_Directions for this task_
List every line of the items below that contains the word "partition".

_Given records_
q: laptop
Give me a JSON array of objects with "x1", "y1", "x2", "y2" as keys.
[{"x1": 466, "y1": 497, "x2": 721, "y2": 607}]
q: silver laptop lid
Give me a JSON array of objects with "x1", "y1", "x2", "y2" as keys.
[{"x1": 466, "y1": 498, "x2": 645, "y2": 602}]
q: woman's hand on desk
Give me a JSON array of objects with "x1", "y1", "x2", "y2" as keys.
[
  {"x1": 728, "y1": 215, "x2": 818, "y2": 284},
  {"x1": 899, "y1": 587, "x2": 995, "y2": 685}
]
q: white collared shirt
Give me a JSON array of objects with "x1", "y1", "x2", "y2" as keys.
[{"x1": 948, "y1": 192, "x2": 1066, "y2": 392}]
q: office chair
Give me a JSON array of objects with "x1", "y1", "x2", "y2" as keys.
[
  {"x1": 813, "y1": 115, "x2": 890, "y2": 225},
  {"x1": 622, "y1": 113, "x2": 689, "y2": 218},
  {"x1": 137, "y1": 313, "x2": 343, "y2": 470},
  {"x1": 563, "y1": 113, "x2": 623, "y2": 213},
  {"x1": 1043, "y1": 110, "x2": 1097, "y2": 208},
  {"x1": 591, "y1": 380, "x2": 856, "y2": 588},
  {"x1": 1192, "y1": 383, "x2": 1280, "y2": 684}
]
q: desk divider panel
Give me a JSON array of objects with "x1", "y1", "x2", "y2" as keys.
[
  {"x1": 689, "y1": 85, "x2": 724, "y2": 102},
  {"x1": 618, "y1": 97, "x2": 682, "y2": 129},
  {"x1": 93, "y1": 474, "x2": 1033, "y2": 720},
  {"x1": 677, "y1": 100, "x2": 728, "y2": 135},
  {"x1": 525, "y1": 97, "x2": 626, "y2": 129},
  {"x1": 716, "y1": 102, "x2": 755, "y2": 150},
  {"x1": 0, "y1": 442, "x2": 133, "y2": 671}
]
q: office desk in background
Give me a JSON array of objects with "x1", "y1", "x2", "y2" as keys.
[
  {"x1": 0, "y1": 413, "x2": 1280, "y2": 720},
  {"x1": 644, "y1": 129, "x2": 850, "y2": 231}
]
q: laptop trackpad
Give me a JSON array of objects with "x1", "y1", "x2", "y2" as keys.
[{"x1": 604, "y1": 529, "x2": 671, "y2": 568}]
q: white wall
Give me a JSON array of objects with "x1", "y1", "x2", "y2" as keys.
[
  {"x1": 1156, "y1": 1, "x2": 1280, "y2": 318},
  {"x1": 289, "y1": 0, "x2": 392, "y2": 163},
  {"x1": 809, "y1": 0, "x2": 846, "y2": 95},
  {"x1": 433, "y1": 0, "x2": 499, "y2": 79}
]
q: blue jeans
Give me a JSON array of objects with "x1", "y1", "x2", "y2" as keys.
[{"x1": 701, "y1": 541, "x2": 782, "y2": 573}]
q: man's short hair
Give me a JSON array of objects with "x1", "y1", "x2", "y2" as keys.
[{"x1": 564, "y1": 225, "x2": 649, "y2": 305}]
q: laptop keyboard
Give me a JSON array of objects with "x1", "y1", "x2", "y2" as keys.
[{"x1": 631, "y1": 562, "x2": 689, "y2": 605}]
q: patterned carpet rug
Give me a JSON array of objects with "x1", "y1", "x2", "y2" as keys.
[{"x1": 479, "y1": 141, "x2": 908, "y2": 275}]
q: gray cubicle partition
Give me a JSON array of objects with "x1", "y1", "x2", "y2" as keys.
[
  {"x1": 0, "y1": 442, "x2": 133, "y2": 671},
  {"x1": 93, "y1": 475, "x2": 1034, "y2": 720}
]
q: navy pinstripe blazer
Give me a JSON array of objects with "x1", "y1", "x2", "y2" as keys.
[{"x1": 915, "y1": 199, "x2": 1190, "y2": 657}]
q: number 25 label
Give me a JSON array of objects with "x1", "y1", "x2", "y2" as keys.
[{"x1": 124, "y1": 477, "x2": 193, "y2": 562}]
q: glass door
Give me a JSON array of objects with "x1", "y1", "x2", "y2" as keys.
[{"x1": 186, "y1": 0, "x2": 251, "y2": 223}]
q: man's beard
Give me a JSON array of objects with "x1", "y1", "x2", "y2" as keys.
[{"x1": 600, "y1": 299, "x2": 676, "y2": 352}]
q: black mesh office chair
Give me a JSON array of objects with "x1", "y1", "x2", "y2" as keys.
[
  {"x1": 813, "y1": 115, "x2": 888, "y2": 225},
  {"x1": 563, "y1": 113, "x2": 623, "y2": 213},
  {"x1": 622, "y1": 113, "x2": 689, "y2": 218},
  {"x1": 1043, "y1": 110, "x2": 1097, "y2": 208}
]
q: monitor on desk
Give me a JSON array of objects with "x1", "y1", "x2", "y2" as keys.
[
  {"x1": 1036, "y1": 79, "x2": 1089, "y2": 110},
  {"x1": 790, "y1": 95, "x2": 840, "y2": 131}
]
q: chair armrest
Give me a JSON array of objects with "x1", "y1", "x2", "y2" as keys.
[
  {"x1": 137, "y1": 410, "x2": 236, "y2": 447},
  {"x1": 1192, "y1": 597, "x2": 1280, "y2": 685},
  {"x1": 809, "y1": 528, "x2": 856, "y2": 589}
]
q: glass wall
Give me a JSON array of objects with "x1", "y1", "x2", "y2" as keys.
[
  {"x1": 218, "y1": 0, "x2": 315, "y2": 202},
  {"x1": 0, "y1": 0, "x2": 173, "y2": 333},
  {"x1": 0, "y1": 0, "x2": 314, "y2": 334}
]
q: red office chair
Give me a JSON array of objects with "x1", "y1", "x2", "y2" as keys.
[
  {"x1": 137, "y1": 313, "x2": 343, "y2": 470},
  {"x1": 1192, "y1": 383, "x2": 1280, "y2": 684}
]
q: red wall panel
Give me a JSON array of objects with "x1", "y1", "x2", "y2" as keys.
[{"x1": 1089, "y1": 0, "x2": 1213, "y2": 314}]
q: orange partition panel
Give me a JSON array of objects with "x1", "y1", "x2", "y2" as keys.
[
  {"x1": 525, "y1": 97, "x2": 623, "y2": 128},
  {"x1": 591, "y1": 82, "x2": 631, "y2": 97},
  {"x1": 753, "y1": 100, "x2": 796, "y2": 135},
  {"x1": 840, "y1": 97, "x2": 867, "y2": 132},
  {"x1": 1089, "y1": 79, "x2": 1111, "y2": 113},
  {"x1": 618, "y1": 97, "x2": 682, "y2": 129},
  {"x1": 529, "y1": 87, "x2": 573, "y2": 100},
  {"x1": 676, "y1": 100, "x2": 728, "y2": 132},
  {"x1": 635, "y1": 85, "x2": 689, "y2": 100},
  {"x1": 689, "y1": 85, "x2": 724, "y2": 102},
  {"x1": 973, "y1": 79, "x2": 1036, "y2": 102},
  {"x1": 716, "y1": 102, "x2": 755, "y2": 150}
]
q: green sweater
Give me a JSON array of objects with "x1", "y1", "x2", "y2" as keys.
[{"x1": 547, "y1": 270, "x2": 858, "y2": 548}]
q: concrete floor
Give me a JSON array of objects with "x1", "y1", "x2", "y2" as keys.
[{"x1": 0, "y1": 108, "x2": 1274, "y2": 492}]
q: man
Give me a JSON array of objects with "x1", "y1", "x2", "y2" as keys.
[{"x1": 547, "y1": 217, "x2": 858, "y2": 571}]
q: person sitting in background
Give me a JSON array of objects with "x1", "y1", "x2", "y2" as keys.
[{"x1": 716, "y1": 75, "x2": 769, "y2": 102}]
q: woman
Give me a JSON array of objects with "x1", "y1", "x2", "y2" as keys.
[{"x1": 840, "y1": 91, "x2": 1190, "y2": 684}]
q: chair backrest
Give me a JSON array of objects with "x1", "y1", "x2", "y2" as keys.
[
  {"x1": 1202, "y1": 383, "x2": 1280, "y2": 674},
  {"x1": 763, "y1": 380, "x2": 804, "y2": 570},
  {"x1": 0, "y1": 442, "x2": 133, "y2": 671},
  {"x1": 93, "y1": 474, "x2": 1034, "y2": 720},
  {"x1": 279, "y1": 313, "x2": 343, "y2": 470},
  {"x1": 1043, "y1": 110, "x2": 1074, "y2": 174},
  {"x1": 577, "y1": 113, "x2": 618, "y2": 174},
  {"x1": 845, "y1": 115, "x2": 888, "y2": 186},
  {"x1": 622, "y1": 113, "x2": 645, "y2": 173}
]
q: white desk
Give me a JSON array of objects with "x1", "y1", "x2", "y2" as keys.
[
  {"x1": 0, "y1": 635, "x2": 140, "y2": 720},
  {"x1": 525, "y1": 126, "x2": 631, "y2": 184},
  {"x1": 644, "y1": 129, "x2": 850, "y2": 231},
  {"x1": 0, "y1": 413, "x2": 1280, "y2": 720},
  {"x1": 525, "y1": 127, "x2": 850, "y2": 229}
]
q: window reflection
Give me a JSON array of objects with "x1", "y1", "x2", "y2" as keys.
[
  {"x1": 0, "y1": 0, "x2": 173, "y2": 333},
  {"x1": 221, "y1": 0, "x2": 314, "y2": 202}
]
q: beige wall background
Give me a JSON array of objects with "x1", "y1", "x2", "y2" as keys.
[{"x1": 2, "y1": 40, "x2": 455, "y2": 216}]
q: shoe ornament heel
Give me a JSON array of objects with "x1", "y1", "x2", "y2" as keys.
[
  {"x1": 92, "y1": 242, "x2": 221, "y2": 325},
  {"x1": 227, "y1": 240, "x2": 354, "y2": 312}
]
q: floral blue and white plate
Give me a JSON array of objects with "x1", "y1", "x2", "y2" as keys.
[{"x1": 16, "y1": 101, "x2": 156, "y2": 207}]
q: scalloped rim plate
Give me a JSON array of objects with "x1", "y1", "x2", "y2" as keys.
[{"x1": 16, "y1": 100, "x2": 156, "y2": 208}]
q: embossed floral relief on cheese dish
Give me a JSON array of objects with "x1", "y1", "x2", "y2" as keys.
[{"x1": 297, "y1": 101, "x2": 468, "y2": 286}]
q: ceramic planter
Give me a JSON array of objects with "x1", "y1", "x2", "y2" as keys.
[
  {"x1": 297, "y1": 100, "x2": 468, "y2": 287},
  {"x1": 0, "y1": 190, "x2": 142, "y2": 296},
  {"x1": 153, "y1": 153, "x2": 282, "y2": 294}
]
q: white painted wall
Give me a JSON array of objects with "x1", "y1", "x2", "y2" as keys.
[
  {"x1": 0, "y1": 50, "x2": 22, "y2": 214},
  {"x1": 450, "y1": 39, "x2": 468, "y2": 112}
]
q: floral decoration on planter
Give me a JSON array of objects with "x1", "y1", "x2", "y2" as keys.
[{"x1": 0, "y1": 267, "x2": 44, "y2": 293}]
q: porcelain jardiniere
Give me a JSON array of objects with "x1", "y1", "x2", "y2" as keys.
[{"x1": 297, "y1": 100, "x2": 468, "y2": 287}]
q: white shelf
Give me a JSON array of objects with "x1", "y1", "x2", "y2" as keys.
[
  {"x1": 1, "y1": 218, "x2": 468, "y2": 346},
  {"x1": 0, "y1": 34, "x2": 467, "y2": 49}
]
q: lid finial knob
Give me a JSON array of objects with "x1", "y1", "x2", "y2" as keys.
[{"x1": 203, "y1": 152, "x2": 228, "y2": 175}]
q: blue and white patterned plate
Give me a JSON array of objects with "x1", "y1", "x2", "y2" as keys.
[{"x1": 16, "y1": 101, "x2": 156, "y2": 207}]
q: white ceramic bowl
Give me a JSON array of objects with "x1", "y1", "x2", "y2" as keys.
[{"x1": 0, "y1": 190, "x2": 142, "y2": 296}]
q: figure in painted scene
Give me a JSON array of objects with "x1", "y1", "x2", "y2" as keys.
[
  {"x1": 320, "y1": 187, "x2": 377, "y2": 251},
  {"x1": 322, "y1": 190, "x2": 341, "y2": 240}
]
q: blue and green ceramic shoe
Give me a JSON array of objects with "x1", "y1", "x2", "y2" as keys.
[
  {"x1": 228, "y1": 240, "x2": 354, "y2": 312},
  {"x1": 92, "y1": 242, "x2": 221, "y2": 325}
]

_Solution for this exercise_
q: gray cubicle partition
q: orange partition panel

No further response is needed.